Region pointing data:
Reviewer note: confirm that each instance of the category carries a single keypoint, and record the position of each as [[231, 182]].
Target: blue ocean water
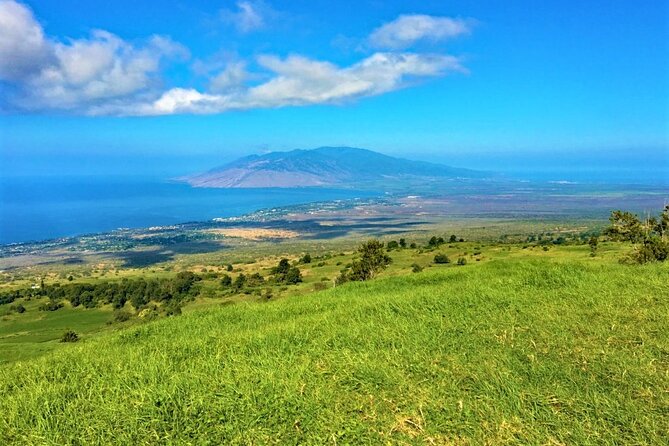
[[40, 208]]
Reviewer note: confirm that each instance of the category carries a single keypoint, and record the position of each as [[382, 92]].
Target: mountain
[[324, 166]]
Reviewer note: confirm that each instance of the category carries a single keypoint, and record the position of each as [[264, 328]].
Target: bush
[[173, 309], [121, 316], [69, 336], [226, 281], [18, 308], [306, 258], [50, 306], [284, 273], [441, 259]]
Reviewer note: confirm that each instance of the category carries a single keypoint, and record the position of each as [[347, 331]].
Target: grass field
[[516, 349], [34, 333]]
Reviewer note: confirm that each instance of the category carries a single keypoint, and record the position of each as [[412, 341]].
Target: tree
[[240, 282], [69, 336], [373, 259], [306, 258], [285, 273], [625, 226], [226, 281], [282, 268], [293, 276], [441, 259], [593, 242], [649, 238], [435, 241]]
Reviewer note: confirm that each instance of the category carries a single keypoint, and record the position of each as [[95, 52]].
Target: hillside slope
[[325, 166], [534, 352]]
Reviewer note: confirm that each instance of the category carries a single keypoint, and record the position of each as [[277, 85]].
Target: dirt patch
[[254, 233]]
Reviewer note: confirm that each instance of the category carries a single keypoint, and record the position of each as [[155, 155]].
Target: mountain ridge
[[322, 166]]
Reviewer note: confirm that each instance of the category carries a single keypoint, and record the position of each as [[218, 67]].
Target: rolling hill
[[324, 166], [508, 352]]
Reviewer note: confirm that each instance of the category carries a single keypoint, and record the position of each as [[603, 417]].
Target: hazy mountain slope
[[325, 166]]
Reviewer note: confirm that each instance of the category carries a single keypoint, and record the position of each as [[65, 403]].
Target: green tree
[[593, 242], [373, 259], [293, 276], [226, 281], [69, 336], [441, 259]]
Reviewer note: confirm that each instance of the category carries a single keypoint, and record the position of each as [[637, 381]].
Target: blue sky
[[181, 85]]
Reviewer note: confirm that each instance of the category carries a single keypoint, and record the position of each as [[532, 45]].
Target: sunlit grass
[[525, 350]]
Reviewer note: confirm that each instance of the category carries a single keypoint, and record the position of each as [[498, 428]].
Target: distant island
[[324, 166]]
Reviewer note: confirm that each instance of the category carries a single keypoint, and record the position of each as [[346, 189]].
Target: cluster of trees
[[650, 236], [140, 292], [373, 259], [436, 242], [282, 274], [286, 274]]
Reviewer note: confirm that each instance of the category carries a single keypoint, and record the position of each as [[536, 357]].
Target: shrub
[[69, 336], [293, 276], [50, 306], [372, 260], [306, 258], [172, 309], [441, 259], [121, 316], [226, 281]]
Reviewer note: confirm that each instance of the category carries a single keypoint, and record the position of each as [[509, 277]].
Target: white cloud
[[409, 29], [231, 78], [248, 17], [75, 74], [106, 75], [23, 48], [298, 80]]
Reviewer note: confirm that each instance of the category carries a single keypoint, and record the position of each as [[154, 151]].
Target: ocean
[[41, 208]]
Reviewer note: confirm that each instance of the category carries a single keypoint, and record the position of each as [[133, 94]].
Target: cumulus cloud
[[409, 29], [297, 80], [104, 74], [231, 78], [77, 73], [248, 17], [23, 47]]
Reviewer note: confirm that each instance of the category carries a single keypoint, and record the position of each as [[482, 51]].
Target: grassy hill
[[516, 350]]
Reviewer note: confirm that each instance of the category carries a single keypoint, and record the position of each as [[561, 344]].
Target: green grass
[[516, 350]]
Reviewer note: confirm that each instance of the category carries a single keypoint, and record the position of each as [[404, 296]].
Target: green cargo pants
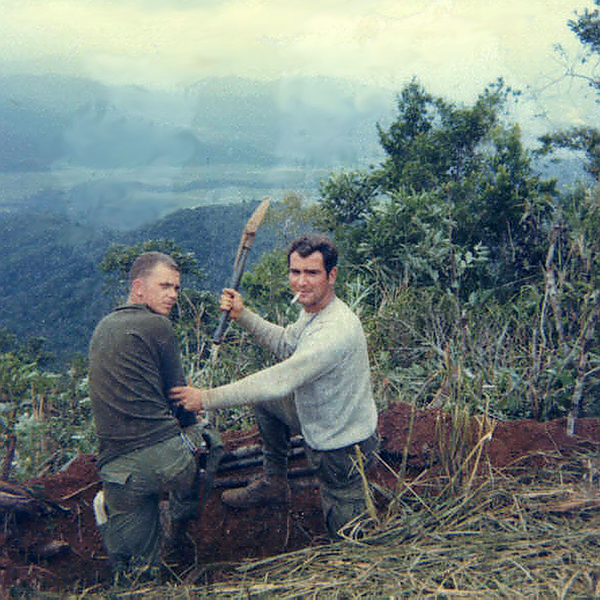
[[133, 486], [340, 481]]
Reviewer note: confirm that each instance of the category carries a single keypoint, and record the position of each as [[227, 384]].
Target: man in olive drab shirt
[[145, 445]]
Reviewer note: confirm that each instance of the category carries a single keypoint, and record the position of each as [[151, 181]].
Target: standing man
[[144, 450], [321, 387]]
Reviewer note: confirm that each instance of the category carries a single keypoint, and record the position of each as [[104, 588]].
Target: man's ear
[[137, 288]]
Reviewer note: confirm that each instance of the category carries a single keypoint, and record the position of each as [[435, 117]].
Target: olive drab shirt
[[134, 360]]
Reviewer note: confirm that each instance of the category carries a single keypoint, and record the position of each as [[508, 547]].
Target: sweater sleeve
[[275, 338], [314, 357]]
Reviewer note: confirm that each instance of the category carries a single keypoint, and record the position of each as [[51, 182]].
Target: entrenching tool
[[246, 242], [210, 432]]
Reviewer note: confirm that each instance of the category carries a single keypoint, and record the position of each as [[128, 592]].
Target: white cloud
[[458, 45]]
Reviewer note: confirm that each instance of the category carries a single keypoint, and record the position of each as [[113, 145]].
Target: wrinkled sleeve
[[314, 357]]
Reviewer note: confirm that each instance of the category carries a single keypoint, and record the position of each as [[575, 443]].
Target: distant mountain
[[50, 285], [124, 155]]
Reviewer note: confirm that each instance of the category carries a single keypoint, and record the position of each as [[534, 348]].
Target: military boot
[[264, 490]]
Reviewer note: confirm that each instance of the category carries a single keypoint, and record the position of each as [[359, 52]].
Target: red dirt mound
[[57, 546]]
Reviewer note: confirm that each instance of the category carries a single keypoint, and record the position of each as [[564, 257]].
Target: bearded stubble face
[[308, 278]]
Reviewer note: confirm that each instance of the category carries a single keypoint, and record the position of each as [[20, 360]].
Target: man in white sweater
[[321, 387]]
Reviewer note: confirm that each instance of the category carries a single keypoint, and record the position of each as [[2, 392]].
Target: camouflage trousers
[[340, 481], [134, 485]]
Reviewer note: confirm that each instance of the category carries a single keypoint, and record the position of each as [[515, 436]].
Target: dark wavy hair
[[315, 242]]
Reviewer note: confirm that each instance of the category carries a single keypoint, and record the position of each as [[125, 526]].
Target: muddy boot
[[262, 491]]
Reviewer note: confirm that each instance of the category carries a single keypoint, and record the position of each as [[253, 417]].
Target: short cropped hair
[[315, 242], [144, 263]]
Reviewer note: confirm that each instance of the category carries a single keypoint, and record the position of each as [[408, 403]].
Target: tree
[[452, 174], [586, 26]]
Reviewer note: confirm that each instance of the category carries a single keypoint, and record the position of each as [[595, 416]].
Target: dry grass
[[526, 533]]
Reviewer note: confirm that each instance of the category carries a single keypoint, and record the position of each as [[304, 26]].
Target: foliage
[[455, 201], [476, 281]]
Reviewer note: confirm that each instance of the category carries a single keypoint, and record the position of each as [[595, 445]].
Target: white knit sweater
[[324, 364]]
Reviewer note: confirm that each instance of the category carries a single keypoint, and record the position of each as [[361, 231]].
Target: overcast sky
[[454, 47]]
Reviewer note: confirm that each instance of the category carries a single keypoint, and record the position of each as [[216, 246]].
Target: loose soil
[[58, 548]]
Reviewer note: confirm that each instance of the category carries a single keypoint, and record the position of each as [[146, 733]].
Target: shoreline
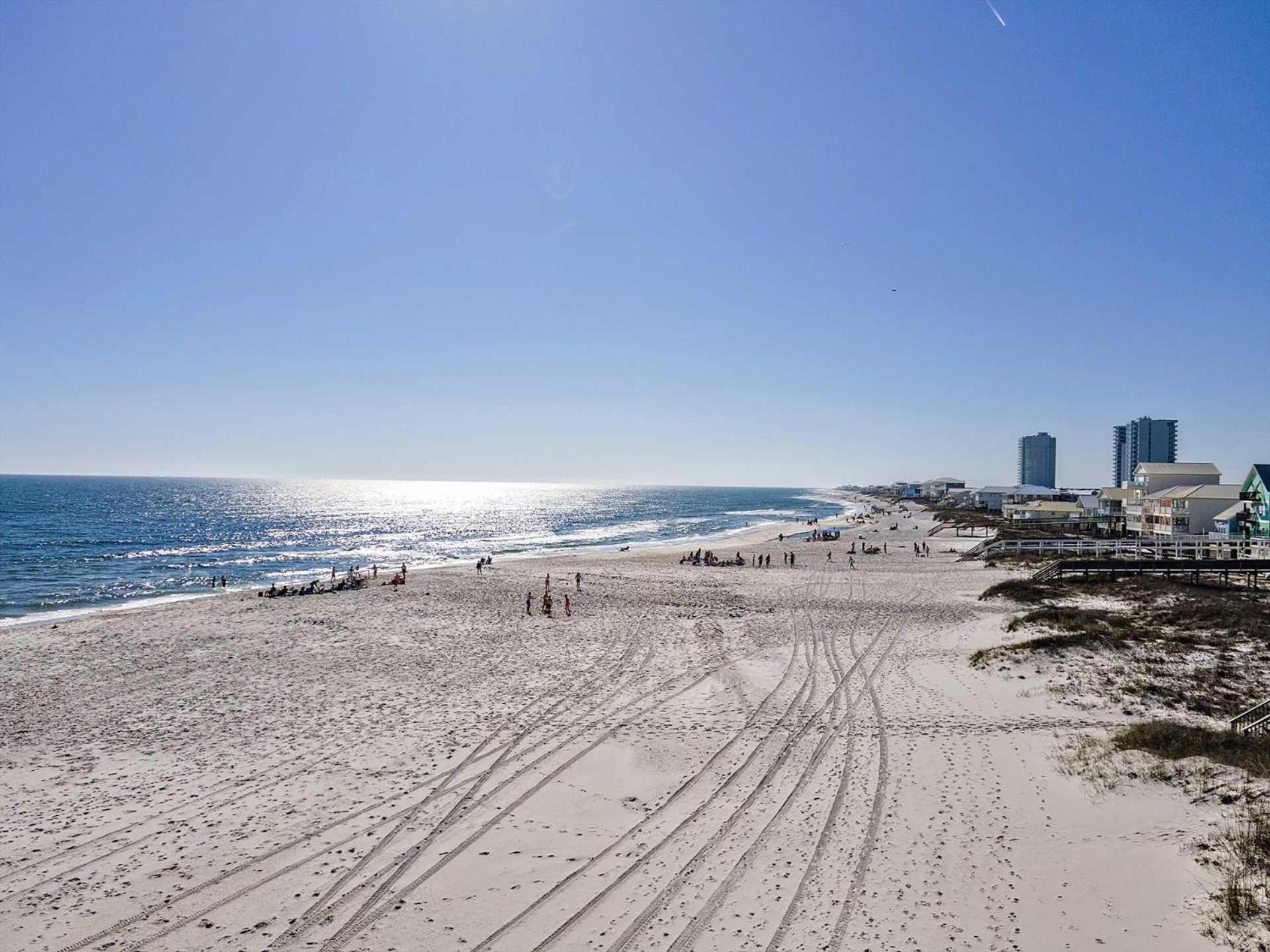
[[56, 616], [804, 752]]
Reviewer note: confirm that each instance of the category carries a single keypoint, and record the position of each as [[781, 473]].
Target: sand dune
[[698, 760]]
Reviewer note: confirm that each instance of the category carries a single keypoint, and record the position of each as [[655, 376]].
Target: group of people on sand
[[709, 557], [313, 588], [548, 602]]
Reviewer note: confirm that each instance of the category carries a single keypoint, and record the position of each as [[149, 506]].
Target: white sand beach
[[698, 758]]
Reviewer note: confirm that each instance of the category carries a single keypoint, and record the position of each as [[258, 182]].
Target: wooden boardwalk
[[1193, 569]]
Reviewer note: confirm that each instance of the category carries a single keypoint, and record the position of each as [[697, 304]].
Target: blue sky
[[647, 243]]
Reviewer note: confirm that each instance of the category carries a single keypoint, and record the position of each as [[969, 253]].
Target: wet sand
[[698, 760]]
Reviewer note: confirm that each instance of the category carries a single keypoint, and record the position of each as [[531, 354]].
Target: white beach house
[[1154, 477], [1185, 510]]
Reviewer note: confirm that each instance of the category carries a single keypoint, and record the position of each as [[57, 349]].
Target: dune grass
[[1174, 742]]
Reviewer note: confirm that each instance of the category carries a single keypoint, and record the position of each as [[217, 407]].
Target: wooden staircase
[[1047, 571], [1255, 720]]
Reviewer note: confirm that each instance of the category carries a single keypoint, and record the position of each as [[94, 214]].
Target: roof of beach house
[[1169, 469], [1230, 512], [1213, 492], [1047, 506]]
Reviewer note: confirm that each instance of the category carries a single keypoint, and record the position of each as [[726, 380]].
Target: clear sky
[[780, 244]]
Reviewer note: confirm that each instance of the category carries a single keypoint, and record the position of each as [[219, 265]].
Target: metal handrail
[[1251, 714]]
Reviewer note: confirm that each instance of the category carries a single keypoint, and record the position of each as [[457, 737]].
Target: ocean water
[[81, 542]]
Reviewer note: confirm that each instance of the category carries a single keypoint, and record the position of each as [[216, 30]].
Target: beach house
[[1042, 509], [1185, 510], [939, 488], [992, 498], [1255, 492], [1154, 477]]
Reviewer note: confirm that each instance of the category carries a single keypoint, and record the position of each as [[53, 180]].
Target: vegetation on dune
[[1199, 649], [1174, 742]]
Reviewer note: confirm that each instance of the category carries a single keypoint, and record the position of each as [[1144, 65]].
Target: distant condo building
[[1142, 441], [1037, 456]]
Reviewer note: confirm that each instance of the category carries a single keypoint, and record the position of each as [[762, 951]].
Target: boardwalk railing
[[1138, 547], [1255, 720], [1253, 569]]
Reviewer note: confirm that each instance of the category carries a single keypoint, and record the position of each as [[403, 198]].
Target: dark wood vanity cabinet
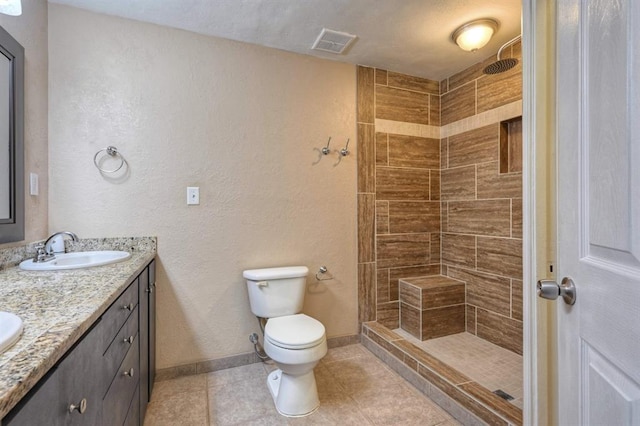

:: THE PROBLEM ::
Look back at the entries above and repeat, unchanged, every line from the line holding "as [[125, 526]]." through the line holding "as [[253, 417]].".

:: ANSWER ::
Reviewer note: confirm that each instance of the category carries a single keypoint, and record the position of each as [[125, 526]].
Target: muddy boot
[[262, 491]]
Reviewer note: confirm that each instance of the category carries a single keypoint, and record the position of each as [[253, 417]].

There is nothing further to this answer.